§ TASK DETAILS
Extract the data exactly, missing nothing.

§ DATASET
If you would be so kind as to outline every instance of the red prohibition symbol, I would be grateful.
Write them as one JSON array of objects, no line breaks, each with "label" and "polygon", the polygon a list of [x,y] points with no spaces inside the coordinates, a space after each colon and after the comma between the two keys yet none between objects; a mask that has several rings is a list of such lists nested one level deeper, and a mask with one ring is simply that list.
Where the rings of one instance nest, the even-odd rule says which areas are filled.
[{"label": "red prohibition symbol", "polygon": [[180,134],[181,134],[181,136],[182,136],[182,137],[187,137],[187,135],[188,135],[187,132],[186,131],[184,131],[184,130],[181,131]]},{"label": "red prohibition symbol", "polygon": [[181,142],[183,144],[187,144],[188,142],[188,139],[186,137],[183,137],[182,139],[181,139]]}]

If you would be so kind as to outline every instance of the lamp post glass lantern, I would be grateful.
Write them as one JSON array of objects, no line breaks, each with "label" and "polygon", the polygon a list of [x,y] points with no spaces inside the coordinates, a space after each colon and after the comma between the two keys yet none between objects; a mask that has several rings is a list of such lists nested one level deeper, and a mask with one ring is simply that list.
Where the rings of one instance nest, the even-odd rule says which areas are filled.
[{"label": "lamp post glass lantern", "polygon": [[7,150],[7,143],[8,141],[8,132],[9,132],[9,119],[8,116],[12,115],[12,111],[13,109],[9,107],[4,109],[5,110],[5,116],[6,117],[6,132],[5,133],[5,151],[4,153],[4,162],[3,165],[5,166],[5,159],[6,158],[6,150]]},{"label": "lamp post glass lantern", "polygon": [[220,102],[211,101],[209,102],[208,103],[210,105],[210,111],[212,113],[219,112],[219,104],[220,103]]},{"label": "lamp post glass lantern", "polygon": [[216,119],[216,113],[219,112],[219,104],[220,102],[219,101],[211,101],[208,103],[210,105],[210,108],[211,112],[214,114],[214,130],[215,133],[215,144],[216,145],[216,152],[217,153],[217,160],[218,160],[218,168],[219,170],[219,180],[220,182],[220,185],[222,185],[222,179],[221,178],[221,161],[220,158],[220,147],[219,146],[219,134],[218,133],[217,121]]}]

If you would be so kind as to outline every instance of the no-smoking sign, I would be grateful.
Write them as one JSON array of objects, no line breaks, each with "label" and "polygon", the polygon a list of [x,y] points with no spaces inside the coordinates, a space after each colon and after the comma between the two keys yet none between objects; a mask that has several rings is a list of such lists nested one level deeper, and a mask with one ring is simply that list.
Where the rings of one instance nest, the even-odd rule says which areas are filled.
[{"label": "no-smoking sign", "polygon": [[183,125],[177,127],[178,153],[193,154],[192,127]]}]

§ ANSWER
If you would be so kind as to outline every instance of the red prohibition symbol, I would be grateful.
Write them as one JSON array of objects, no line breaks, each with "label" and "polygon", the polygon a list of [x,y] points with no spaces inside the coordinates, a space after each colon and after the comma between the two keys yet none between objects; a mask that has several rings is a list of such lists nested one level deeper, and a mask with one ring is simply that list.
Where the rings of one instance nest, the even-odd rule says which areas are filled.
[{"label": "red prohibition symbol", "polygon": [[180,134],[181,134],[181,136],[182,136],[182,137],[187,137],[187,135],[188,135],[187,132],[186,131],[184,131],[184,130],[181,131]]},{"label": "red prohibition symbol", "polygon": [[181,142],[183,144],[187,144],[188,142],[188,139],[186,137],[183,137],[182,139],[181,139]]}]

If you would be so kind as to outline every instance of the lamp post glass lantern, I would be grateful.
Write them as one JSON array of objects, no line breaks, each with "label" and "polygon", the polygon a list of [x,y] points with no spaces inside the coordinates, a space after each colon and after the comma between the two keys yet none between objects; a mask that has several rings is a list of such lists nested one level deeper, and a mask with one ring is simply that list.
Where the rings of one instance nest, the even-odd rule says which areas are filled.
[{"label": "lamp post glass lantern", "polygon": [[7,150],[7,143],[8,141],[8,132],[9,132],[9,119],[8,116],[12,115],[12,111],[13,109],[9,107],[4,109],[5,110],[5,116],[6,117],[6,132],[5,133],[5,151],[4,153],[4,162],[3,165],[5,166],[5,159],[6,158],[6,150]]},{"label": "lamp post glass lantern", "polygon": [[220,102],[211,101],[209,102],[208,103],[210,105],[210,111],[212,113],[219,112],[219,104],[220,103]]},{"label": "lamp post glass lantern", "polygon": [[216,119],[216,113],[219,112],[219,104],[220,102],[219,101],[211,101],[208,103],[210,105],[210,108],[211,112],[214,114],[214,130],[215,133],[215,144],[216,145],[216,152],[217,153],[217,160],[218,160],[218,168],[219,170],[219,180],[220,182],[220,185],[222,185],[222,179],[221,178],[221,161],[220,158],[220,147],[219,146],[219,134],[218,133],[217,121]]}]

If you would be so kind as to outline every instance of the no-smoking sign, I would be grateful.
Write them as one JSON array of objects, no line breaks, each with "label" and "polygon", the polygon a list of [x,y] points with no spaces inside the coordinates, a space after each colon and after the comma between the two keys yet none between objects; a mask that has several rings is a list of such lists nested one level deeper, and a mask with one ring is simply that list.
Where the rings of one instance nest, the even-odd rule says which areas are filled.
[{"label": "no-smoking sign", "polygon": [[183,125],[177,127],[178,153],[193,154],[192,127]]}]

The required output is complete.